REQUIRED TASK
Lay out the listing as a Markdown table with a "Row" column holding a running number and a "Line" column holding the line itself, leaving out blank lines. Begin at the line that contains "Target = gravel path" and stop after the line that contains "x=336 y=273".

THE DATA
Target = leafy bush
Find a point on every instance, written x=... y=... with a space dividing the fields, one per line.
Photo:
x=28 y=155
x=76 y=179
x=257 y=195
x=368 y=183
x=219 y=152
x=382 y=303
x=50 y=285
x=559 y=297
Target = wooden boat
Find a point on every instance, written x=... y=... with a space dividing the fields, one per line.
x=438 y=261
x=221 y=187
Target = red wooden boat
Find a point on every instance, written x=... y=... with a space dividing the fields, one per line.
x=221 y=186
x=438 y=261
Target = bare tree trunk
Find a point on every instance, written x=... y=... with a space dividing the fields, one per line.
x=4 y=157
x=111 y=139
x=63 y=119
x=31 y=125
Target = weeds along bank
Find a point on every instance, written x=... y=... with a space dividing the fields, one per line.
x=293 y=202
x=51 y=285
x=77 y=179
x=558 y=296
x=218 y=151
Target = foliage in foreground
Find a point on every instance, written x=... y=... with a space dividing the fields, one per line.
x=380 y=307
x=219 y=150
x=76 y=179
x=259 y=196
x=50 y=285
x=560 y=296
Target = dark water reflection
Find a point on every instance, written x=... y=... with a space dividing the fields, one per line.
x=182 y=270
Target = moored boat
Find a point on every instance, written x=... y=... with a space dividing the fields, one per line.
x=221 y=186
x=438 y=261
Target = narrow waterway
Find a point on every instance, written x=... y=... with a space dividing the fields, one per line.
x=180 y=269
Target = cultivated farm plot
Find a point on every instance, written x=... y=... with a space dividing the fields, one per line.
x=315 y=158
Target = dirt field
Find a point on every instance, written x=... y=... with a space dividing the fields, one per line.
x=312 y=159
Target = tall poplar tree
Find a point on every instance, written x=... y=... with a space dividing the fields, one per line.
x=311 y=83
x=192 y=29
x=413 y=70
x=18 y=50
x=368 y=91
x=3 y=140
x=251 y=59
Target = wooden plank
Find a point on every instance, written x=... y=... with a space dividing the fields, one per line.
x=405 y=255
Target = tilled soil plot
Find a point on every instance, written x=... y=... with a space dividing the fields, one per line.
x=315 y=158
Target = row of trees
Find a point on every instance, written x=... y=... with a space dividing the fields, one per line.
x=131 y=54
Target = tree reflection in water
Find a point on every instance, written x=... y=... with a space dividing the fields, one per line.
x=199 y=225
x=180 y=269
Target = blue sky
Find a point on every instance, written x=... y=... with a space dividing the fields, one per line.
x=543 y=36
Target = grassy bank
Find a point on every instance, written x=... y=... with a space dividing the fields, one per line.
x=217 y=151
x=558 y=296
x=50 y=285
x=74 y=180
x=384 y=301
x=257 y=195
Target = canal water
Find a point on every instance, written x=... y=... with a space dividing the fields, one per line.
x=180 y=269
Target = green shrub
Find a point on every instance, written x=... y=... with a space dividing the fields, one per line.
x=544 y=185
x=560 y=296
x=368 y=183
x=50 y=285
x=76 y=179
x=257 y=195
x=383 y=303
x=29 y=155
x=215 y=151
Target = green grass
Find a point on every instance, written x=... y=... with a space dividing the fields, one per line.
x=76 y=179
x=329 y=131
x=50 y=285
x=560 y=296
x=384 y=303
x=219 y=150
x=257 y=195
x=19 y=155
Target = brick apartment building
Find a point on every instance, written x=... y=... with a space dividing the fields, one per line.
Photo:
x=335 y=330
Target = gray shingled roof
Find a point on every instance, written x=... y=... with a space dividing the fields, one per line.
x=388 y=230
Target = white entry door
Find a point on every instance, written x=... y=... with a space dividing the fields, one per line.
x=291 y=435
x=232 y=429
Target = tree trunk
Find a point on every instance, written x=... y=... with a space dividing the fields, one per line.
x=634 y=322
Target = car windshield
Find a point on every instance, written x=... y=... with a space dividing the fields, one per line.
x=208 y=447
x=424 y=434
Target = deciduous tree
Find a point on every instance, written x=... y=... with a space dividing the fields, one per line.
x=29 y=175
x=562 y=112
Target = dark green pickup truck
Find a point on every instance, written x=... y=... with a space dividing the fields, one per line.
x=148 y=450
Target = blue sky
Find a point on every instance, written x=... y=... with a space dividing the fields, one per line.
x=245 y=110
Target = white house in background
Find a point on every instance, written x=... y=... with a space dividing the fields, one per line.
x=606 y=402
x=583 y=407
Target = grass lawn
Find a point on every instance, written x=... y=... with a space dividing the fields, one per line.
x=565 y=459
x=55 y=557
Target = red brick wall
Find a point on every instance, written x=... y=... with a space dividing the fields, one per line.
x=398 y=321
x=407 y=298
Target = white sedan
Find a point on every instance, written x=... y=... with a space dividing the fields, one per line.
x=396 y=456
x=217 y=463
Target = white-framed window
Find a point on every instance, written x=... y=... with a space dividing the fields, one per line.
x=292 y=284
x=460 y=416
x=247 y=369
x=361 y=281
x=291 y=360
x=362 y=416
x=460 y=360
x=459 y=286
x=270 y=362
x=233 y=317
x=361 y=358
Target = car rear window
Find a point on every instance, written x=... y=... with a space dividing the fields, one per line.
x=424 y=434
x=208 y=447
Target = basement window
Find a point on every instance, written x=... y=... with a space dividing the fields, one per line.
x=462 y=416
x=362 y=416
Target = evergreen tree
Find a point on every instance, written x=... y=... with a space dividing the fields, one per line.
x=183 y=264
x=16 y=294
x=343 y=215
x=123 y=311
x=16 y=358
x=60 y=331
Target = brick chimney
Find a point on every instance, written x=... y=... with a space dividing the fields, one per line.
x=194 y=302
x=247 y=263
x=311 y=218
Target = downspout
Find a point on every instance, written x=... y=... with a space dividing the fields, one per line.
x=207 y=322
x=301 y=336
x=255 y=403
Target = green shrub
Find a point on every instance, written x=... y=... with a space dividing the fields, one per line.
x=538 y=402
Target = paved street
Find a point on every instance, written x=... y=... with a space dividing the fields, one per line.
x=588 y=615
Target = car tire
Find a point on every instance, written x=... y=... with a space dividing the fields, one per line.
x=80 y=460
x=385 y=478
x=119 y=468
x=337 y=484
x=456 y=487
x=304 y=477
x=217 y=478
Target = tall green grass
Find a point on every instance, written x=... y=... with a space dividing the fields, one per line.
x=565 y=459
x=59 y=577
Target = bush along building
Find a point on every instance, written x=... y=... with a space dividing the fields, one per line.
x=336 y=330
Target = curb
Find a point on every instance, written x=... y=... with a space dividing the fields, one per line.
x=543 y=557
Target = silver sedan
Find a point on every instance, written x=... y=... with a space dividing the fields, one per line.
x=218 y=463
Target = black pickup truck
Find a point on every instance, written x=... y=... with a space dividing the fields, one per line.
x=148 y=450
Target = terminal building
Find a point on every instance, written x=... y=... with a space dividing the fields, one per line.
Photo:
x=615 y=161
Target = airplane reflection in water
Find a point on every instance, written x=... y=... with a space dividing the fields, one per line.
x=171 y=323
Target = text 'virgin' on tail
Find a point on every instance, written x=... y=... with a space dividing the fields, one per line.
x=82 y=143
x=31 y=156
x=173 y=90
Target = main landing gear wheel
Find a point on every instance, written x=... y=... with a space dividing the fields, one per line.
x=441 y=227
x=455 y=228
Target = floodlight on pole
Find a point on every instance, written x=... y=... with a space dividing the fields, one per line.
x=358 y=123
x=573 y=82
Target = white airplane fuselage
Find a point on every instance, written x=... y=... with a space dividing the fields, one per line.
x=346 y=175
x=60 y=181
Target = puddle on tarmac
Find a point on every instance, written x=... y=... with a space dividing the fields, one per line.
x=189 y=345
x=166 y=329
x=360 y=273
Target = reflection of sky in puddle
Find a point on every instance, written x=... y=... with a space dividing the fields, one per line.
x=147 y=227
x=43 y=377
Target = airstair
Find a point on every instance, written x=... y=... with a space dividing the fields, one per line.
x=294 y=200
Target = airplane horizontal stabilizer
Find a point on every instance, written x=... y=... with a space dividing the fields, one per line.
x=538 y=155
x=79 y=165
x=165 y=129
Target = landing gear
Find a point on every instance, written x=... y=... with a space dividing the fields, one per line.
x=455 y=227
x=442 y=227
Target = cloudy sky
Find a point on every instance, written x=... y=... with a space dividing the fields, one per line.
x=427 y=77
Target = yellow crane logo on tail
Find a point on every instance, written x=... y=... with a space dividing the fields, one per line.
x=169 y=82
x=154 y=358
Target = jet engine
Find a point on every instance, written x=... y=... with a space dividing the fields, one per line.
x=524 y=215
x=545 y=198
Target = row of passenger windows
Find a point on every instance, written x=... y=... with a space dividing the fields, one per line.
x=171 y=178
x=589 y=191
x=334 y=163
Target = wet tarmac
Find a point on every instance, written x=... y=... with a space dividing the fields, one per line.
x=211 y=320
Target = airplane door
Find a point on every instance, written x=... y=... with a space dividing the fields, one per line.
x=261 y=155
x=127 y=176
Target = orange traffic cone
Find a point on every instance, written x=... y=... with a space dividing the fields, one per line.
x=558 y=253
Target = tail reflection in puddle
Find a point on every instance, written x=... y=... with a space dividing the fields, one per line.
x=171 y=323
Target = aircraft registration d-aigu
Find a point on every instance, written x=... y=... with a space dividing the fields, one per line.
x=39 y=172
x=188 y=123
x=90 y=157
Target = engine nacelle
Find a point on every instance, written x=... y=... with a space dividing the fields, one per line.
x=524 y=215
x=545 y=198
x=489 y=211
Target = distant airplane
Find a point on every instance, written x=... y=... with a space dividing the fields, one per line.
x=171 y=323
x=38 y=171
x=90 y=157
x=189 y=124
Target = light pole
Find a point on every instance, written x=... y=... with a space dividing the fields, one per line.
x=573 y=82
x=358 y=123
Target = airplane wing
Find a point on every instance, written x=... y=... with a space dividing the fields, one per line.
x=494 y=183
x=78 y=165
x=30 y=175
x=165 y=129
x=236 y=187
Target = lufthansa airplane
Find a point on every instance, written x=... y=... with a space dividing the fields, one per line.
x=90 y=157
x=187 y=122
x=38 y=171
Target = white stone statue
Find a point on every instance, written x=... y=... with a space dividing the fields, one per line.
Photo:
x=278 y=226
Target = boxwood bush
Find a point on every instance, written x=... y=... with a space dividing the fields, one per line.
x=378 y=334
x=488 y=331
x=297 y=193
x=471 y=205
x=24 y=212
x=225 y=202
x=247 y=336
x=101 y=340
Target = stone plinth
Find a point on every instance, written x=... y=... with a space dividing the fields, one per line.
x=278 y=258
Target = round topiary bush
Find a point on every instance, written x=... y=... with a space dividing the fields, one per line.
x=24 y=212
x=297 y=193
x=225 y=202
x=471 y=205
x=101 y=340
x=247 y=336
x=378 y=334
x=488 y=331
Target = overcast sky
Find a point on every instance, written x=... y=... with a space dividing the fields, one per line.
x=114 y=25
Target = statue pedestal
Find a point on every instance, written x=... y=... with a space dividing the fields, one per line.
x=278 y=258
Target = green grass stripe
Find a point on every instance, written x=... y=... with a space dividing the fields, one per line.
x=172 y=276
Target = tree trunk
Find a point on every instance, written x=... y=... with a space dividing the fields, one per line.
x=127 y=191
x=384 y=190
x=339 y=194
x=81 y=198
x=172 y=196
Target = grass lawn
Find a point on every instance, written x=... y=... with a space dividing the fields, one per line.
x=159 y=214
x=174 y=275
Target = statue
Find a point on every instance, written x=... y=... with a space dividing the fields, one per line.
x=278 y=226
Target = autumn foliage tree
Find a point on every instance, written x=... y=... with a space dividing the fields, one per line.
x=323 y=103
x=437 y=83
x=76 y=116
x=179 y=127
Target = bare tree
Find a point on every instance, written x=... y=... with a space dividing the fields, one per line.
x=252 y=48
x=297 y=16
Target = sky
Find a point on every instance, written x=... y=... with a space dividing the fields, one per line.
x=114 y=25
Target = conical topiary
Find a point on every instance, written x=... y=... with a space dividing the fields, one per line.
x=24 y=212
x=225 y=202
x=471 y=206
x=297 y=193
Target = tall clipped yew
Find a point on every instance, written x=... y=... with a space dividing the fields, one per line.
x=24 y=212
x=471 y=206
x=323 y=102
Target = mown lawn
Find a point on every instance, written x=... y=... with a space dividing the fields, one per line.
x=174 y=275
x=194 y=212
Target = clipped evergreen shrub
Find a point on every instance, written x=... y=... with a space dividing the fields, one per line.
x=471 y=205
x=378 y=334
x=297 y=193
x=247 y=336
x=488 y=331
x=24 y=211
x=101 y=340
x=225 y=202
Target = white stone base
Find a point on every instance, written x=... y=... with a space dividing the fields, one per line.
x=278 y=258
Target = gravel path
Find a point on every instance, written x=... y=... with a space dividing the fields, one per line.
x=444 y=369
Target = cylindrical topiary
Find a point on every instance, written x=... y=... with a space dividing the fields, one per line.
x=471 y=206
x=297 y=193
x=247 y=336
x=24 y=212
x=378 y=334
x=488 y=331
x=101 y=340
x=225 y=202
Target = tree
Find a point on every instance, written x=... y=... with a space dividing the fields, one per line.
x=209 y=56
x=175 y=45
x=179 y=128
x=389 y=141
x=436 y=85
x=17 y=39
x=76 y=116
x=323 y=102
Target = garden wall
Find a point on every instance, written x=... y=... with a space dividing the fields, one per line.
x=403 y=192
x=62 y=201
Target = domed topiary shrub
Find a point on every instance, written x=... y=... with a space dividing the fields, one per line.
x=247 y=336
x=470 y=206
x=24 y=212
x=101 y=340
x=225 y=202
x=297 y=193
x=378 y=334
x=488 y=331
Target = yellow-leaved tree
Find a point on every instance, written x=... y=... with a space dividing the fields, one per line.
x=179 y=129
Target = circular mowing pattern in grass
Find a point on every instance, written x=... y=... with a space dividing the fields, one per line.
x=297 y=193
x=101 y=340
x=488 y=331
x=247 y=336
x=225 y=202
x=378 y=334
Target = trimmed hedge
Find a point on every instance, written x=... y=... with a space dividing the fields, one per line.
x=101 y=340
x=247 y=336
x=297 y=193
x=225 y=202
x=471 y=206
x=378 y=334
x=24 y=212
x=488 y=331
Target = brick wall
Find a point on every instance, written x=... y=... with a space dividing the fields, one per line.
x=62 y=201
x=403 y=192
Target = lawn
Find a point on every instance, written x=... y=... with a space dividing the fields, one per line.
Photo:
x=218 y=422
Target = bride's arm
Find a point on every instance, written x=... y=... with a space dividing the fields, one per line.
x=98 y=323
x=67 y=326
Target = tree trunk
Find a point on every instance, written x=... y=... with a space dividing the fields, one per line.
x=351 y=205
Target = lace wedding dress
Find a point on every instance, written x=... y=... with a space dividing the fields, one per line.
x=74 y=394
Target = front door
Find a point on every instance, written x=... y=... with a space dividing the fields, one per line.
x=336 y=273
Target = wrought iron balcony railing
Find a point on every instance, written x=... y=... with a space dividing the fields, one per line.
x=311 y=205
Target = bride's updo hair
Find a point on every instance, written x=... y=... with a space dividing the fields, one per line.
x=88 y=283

FINISHED EXERCISE
| Row | Line |
|---|---|
| 1 | Target = gravel path |
| 2 | Find a point on every instance, written x=... y=... with a space dividing the fields, one per line. |
| 3 | x=444 y=369 |
| 4 | Target = cylindrical topiary |
| 5 | Find a point on every instance, written x=... y=... with a space dividing the fields, one per line. |
| 6 | x=471 y=206 |
| 7 | x=297 y=193 |
| 8 | x=247 y=336 |
| 9 | x=24 y=212 |
| 10 | x=378 y=334 |
| 11 | x=488 y=331 |
| 12 | x=101 y=340 |
| 13 | x=225 y=202 |
| 14 | Target = tree |
| 15 | Find a point on every instance, written x=... y=... with a space dividing the fields, one per line. |
| 16 | x=209 y=56 |
| 17 | x=175 y=45 |
| 18 | x=179 y=128 |
| 19 | x=389 y=141 |
| 20 | x=436 y=85 |
| 21 | x=17 y=39 |
| 22 | x=76 y=116 |
| 23 | x=323 y=102 |
| 24 | Target = garden wall |
| 25 | Find a point on every instance, written x=... y=... with a space dividing the fields, one per line. |
| 26 | x=403 y=192 |
| 27 | x=62 y=201 |
| 28 | Target = domed topiary shrub |
| 29 | Find a point on every instance, written x=... y=... with a space dividing the fields, one per line. |
| 30 | x=247 y=336 |
| 31 | x=470 y=206 |
| 32 | x=24 y=212 |
| 33 | x=101 y=340 |
| 34 | x=225 y=202 |
| 35 | x=297 y=193 |
| 36 | x=378 y=334 |
| 37 | x=488 y=331 |
| 38 | Target = yellow-leaved tree |
| 39 | Find a point on every instance, written x=... y=... with a space dividing the fields, one per line. |
| 40 | x=179 y=129 |
| 41 | Target = circular mowing pattern in grass |
| 42 | Find a point on every instance, written x=... y=... with a space dividing the fields, one per line. |
| 43 | x=297 y=193 |
| 44 | x=101 y=340 |
| 45 | x=488 y=331 |
| 46 | x=247 y=336 |
| 47 | x=225 y=202 |
| 48 | x=378 y=334 |
| 49 | Target = trimmed hedge |
| 50 | Find a point on every instance, written x=... y=... with a space dividing the fields, one per line. |
| 51 | x=101 y=340 |
| 52 | x=247 y=336 |
| 53 | x=297 y=193 |
| 54 | x=225 y=202 |
| 55 | x=471 y=206 |
| 56 | x=378 y=334 |
| 57 | x=24 y=212 |
| 58 | x=488 y=331 |
| 59 | Target = brick wall |
| 60 | Find a point on every instance, written x=... y=... with a space dividing the fields, one per line. |
| 61 | x=62 y=201 |
| 62 | x=403 y=192 |
| 63 | Target = lawn |
| 64 | Find a point on every instance, written x=... y=... with a space dividing the fields, one per line. |
| 65 | Photo: |
| 66 | x=218 y=422 |
| 67 | Target = bride's arm |
| 68 | Find a point on every instance, written x=... y=... with a space dividing the fields, one per line. |
| 69 | x=98 y=323 |
| 70 | x=67 y=326 |
| 71 | Target = tree trunk |
| 72 | Find a point on every instance, written x=... y=... with a space dividing the fields, one per line. |
| 73 | x=351 y=205 |
| 74 | Target = lace wedding dress |
| 75 | Find a point on every instance, written x=... y=... with a space dividing the fields, one per line. |
| 76 | x=74 y=394 |
| 77 | Target = front door |
| 78 | Find a point on every instance, written x=... y=... with a space dividing the fields, one per line. |
| 79 | x=336 y=273 |